> **Extrait du document**:
╭──

Mark Zuckerberg est en visite en Europe où il était présent à la conférence sur la sécurité à Munich samedi dernier. Le PDG de Facebook a également été reçu par la nouvelle Commission européenne lundi. Après une brève rencontre entre Zuckerberg et le commissaire européen à l'industrie lundi, Thierry Breton a déclaré que c'était à Facebook de s'adapter aux normes européennes, et non l'inverse, en critiquant les règles proposées par le géant américain des médias sociaux, qu'il jugeait insuffisantes, a rapporté Reuters.
Ces commentaires sans détour du commissaire européen à l'industrie sont intervenus et deux jours avant que l’exécutif européen ne présente la première d'une série de règles destinées à freiner les géants technologiques américains et les entreprises chinoises aidées par l'État, notamment sa stratégie sur l’intelligence artificielle, ainsi que le "Digital service act", la législation sur les services numériques. La visite à Bruxelles du fondateur du géant des réseaux sociaux, qui détient également Instagram et Whatsapp, survient également quatre semaines après celle du patron d’Alphabet, société mère de Google, Sundar Pichai, qui avait appelé l’UE à une "approche proportionnée" pour réglementer l’intelligence artificielle.

╰──

> **Détails de l'exercice**: Poursuivez l'article sur la visite de Mark Zuckerberg en Europe à la suite de sa dernière phrase. Les enregistrements ci-dessous forment un matériel distinct de l'article.

[Lignes d'un jeu de données de pointage d'objets]
╭──

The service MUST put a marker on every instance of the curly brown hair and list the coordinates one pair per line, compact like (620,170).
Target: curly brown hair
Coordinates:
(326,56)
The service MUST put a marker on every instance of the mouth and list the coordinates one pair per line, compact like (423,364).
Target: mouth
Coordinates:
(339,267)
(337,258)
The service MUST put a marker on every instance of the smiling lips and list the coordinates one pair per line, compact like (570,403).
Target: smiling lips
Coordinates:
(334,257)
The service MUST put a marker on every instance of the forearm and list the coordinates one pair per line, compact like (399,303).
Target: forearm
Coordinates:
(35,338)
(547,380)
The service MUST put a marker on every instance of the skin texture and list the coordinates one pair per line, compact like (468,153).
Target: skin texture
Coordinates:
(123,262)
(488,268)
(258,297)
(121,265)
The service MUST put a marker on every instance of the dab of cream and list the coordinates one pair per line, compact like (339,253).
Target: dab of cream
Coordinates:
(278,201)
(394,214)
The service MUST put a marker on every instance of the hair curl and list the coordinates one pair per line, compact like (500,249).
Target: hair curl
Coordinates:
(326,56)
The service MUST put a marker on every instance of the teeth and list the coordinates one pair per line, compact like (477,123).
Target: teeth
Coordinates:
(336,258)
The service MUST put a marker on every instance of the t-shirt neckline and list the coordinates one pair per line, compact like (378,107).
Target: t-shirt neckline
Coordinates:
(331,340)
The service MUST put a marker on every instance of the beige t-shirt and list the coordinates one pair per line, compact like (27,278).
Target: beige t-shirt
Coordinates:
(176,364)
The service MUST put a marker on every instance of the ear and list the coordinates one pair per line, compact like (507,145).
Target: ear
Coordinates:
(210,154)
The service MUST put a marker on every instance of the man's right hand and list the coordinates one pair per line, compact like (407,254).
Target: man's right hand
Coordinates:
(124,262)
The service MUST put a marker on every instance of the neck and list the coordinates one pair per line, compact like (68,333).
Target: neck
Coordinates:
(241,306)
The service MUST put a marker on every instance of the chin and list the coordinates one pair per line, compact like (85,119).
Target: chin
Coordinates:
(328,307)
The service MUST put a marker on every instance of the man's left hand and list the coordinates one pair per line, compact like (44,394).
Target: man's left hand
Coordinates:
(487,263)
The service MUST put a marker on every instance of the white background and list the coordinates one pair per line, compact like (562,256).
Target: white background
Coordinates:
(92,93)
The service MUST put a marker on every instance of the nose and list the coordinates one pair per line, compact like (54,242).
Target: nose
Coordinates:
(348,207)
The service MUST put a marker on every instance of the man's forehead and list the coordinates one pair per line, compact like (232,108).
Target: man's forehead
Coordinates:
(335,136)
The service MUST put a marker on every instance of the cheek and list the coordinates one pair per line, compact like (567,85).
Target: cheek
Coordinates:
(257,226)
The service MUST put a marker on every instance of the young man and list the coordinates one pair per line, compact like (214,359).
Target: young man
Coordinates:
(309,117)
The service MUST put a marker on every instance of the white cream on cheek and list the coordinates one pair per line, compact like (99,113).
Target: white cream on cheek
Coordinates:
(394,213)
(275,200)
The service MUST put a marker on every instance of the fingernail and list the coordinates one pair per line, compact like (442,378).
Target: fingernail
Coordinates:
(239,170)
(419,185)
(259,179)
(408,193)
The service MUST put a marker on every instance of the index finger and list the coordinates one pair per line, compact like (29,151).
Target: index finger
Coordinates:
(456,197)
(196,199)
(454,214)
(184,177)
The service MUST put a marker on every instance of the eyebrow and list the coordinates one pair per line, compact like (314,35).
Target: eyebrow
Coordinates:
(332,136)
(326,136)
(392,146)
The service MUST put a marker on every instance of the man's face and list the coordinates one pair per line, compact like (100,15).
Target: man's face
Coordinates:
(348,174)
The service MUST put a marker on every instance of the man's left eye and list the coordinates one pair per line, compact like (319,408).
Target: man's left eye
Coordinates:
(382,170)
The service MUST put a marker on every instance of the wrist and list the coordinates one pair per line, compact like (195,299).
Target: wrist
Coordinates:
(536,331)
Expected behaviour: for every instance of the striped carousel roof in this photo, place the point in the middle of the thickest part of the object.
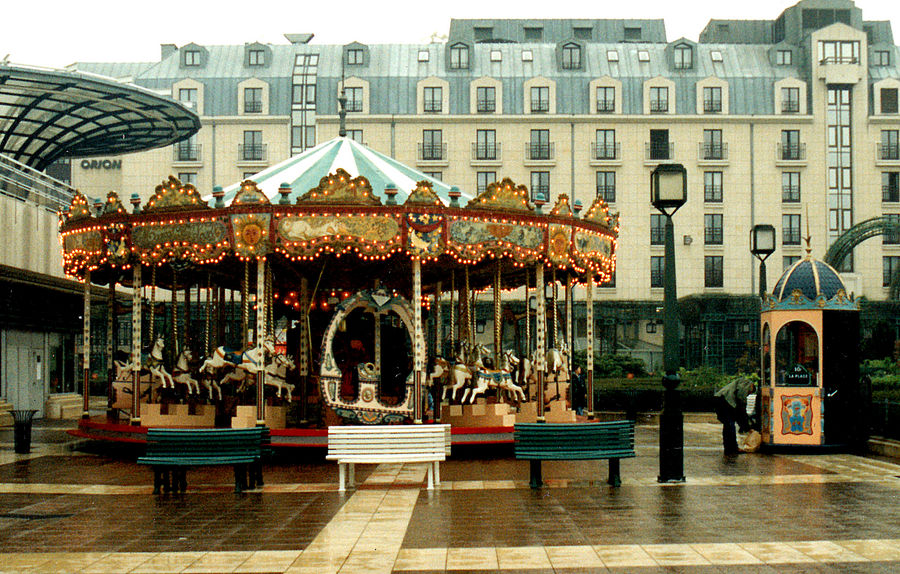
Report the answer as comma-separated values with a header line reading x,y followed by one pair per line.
x,y
303,172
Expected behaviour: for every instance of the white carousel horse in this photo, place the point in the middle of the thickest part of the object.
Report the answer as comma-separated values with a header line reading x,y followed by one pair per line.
x,y
182,373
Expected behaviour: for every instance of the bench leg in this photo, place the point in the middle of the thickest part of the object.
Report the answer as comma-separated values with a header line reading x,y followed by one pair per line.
x,y
614,478
535,467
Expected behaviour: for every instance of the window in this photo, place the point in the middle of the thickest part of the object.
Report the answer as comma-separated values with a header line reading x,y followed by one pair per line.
x,y
790,100
459,57
888,100
540,99
712,100
253,148
432,145
789,260
657,270
188,177
657,229
252,100
712,229
713,275
713,148
790,187
355,57
659,100
484,178
192,58
256,58
712,186
790,145
433,99
838,52
486,144
354,99
486,99
606,99
606,186
891,266
571,57
684,57
890,186
539,145
790,229
889,145
540,186
605,145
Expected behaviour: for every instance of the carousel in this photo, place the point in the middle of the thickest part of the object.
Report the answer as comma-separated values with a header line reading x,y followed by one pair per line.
x,y
338,287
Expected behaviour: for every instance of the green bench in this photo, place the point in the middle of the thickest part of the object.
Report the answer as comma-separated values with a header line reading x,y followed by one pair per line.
x,y
612,440
172,451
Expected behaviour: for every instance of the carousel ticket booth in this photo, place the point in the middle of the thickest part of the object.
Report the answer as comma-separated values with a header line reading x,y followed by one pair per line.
x,y
810,394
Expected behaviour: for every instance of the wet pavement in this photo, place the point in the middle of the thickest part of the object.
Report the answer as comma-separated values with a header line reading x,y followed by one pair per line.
x,y
93,510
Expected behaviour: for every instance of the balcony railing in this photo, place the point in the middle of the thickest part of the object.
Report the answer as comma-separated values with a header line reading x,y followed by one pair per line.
x,y
187,152
253,152
890,152
483,151
791,152
605,150
432,151
653,151
790,106
539,151
606,106
713,151
486,106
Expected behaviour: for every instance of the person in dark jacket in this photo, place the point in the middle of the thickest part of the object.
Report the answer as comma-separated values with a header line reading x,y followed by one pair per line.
x,y
731,408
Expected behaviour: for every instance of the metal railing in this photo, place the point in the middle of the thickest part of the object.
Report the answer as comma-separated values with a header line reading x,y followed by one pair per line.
x,y
22,182
484,151
253,152
605,150
432,151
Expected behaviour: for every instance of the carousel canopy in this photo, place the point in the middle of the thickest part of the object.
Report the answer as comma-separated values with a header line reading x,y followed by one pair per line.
x,y
305,171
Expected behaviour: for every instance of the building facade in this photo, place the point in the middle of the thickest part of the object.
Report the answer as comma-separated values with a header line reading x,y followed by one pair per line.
x,y
792,122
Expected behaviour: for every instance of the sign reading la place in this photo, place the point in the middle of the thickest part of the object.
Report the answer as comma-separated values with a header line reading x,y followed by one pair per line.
x,y
101,164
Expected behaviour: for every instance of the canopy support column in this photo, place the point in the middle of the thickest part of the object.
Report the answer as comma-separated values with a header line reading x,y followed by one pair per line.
x,y
418,340
540,362
260,336
86,349
136,312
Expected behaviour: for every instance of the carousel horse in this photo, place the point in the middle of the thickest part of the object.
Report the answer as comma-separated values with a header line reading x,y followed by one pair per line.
x,y
182,373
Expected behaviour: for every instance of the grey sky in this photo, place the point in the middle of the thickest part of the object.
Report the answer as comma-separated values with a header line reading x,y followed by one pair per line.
x,y
55,33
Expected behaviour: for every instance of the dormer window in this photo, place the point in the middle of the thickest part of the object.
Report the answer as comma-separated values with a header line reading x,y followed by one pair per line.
x,y
459,57
256,58
192,58
684,57
355,57
571,57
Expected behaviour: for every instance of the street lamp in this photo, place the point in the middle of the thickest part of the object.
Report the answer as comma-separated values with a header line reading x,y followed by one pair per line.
x,y
668,192
762,244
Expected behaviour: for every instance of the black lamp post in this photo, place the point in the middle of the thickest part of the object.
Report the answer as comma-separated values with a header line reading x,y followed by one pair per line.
x,y
762,244
668,192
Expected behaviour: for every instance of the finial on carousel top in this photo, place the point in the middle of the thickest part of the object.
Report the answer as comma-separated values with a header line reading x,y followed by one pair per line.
x,y
285,190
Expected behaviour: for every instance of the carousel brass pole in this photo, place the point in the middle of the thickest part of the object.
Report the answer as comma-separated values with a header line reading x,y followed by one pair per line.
x,y
541,328
589,303
260,334
304,346
136,311
418,350
86,348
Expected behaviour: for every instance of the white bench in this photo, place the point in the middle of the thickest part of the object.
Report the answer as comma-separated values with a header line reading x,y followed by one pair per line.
x,y
350,445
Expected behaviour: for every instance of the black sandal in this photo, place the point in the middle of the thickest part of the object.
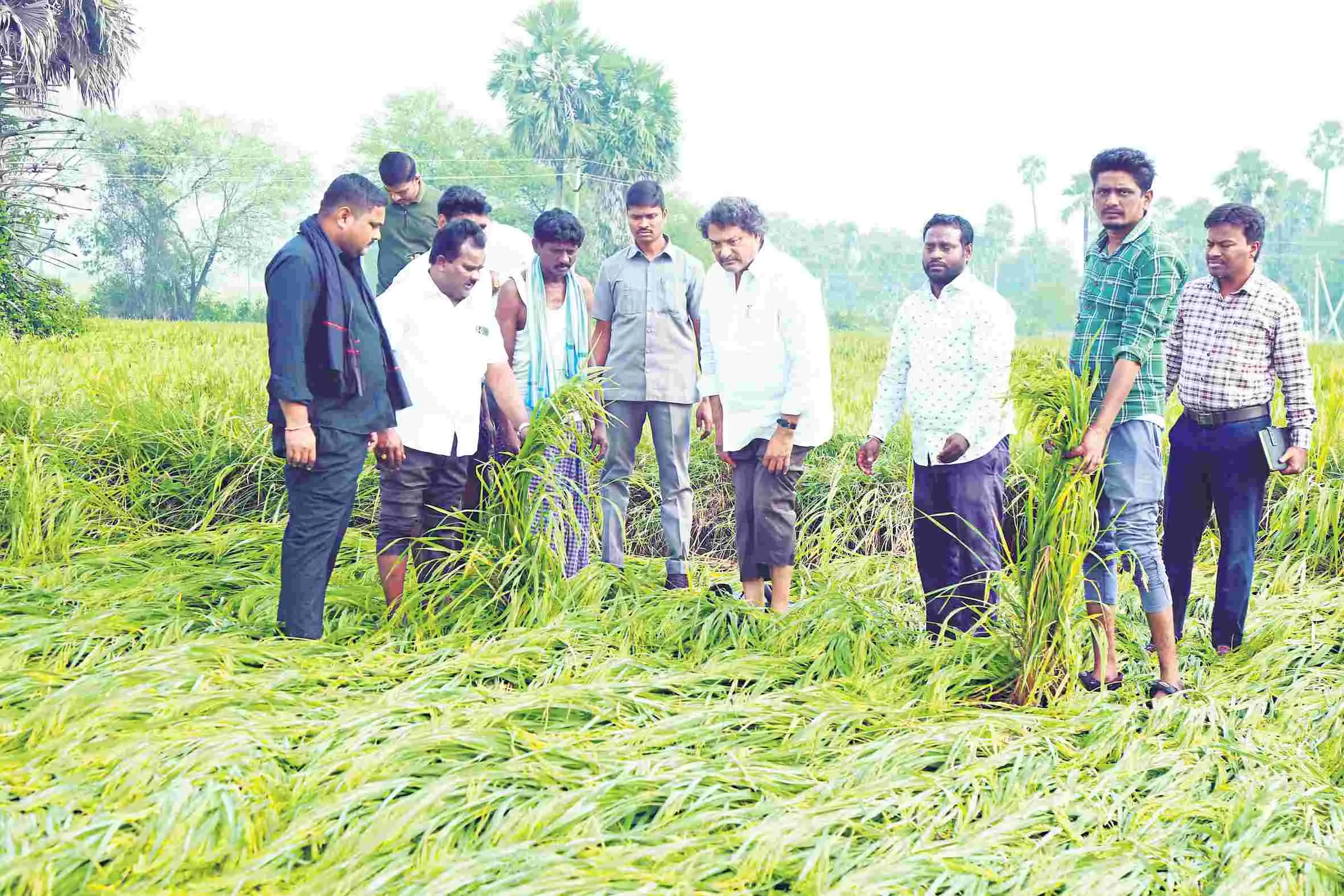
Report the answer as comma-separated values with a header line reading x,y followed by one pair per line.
x,y
1093,684
1161,687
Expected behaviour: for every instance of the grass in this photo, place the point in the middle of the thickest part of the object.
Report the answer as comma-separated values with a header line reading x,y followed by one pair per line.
x,y
158,738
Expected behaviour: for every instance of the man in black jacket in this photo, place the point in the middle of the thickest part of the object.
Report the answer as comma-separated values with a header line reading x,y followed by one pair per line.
x,y
332,387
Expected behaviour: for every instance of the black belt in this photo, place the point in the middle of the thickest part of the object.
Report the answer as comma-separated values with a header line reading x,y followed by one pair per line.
x,y
1235,415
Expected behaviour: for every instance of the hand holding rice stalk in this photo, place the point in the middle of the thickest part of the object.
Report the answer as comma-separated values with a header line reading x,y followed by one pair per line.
x,y
1057,531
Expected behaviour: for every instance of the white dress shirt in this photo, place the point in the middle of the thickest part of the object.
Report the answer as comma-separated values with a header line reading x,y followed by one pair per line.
x,y
507,251
765,351
443,351
948,367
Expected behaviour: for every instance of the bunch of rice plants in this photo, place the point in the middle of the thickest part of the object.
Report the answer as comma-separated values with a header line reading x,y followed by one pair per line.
x,y
1056,530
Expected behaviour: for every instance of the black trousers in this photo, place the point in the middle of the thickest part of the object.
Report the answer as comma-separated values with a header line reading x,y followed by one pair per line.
x,y
959,512
765,510
320,501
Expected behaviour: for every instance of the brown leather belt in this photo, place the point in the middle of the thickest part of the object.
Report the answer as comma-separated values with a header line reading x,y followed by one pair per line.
x,y
1235,415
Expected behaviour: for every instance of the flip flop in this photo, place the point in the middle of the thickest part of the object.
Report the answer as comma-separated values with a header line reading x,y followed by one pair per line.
x,y
1092,683
1161,687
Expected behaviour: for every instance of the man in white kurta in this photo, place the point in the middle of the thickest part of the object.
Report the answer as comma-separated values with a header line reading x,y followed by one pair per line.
x,y
765,365
948,367
447,341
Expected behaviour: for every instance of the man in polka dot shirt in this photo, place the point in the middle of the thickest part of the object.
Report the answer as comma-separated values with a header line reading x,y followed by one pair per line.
x,y
948,369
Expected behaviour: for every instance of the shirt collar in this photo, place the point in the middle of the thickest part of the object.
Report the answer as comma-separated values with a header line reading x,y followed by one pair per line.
x,y
1140,229
963,283
1253,285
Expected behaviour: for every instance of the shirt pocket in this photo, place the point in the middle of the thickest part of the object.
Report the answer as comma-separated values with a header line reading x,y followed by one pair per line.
x,y
629,298
670,296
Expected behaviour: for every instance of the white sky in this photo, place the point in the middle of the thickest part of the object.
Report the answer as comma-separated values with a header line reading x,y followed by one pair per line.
x,y
879,113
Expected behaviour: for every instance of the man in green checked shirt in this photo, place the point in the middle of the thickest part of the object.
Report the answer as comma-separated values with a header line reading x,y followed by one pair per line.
x,y
1132,280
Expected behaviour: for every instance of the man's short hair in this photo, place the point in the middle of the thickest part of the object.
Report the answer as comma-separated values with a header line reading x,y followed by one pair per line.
x,y
395,168
968,234
644,194
354,191
1245,217
451,238
558,226
734,211
463,201
1132,162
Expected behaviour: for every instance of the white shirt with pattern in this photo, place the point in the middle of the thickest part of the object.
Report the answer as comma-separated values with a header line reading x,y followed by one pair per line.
x,y
949,367
443,351
765,350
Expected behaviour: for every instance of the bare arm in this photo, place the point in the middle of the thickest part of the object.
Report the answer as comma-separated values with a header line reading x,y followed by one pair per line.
x,y
511,316
504,389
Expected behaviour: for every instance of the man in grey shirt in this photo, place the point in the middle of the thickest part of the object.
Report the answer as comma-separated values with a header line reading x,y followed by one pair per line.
x,y
648,332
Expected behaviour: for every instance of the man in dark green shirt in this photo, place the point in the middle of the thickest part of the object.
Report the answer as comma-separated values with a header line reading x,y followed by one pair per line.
x,y
1132,278
332,387
411,217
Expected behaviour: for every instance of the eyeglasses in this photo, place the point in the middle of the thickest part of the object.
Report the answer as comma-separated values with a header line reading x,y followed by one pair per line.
x,y
1120,192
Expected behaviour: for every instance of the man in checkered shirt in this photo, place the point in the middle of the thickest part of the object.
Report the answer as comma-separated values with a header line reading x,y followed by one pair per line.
x,y
1235,332
1132,277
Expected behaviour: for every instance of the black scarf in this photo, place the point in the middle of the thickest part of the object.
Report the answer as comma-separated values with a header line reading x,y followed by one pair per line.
x,y
336,307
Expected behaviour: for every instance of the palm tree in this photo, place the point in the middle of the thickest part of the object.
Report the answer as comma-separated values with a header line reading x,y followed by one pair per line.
x,y
993,242
550,86
1033,170
1327,152
53,43
1252,180
1079,201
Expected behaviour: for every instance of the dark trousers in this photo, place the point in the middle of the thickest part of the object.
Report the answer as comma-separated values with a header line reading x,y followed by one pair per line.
x,y
765,510
959,514
320,501
1219,469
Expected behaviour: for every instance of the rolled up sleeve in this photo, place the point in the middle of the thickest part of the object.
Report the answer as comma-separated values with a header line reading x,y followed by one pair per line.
x,y
1151,304
291,300
990,371
807,347
890,402
1293,369
604,299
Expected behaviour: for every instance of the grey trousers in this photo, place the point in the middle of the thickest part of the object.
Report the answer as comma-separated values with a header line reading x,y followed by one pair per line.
x,y
671,430
765,510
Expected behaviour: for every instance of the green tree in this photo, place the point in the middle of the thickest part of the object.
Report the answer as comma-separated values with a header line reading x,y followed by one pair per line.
x,y
1033,170
47,45
993,242
636,133
178,198
1187,226
454,150
550,88
1041,281
1326,151
1079,202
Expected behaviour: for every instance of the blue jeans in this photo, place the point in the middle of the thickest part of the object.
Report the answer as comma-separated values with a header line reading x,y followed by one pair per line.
x,y
1127,518
1219,469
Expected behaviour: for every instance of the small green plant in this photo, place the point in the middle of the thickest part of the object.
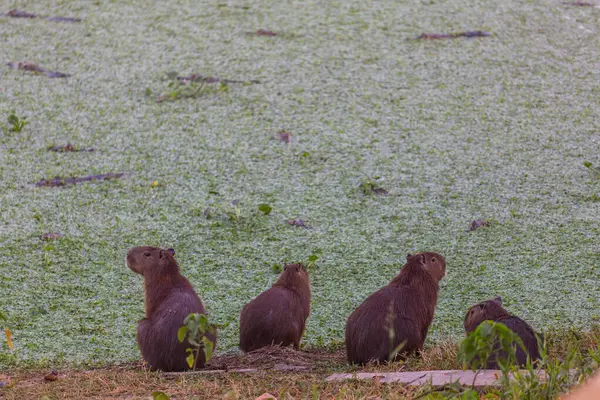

╰──

> **Réponse rédigée**:
Alors que Zuckerberg avait auparavant déclaré aux journalistes qu'il avait eu une bonne et large conversation avec Breton, M. Breton, ancien PDG de l'opérateur de télécommunications français Orange et de la société technologique française Atos, a déclaré aux journalistes après la réunion : « Ce n'est pas à nous de nous adapter à cette entreprise, c'est à cette entreprise de s'adapter à nous », selon Reuters.
M. Breton a également déclaré qu'il déciderait d'ici la fin de l'année s'il fallait adopter des règles strictes dans le cadre de la loi sur les services numériques pour réglementer les plateformes en ligne et définir leurs responsabilités. Il a aussi contesté lundi un document de discussion publié par Facebook qui rejette ce qu'il appelle une réglementation intrusive et suggère des règles plus souples selon lesquelles les entreprises feraient des rapports périodiques sur le contenu et publieraient des données sur l'application de la loi, a rapporté Reuters.
Les mesures prises à ce stade par le plus grand réseau social mondial « ne sont pas suffisantes », a déclaré M. Breton, ajoutant que Facebook avait omis de mentionner sa position dominante sur le marché et avait également omis de préciser ses responsabilités. Depuis plusieurs années, les géants du numérique (Facebook, Google, Amazon...) sont dans le collimateur de la Commission européenne qui s'inquiète de leur domination écrasante sur le commerce en ligne, de la protection des données personnelles ou encore de leur emprise sur le marché publicitaire.
Facebook a reporté le déploiement de son service de rencontres (Facebook Dating) dans l'UE, qui lui demande des gages de protection de la vie privée via le régulateur irlandais. Ce lancement était prévu pour le 13 février dernier, après le déploiement effectif au Canada en novembre 2018, mais le service ne remplissait pas certaines conditions. En effet, les entreprises technologiques doivent procéder à une évaluation de l'impact du traitement des données (DPIA), en vertu des règles en vigueur dans l'UE, avant de lancer un produit ou un service susceptible d'avoir un impact sur les données de leurs clients.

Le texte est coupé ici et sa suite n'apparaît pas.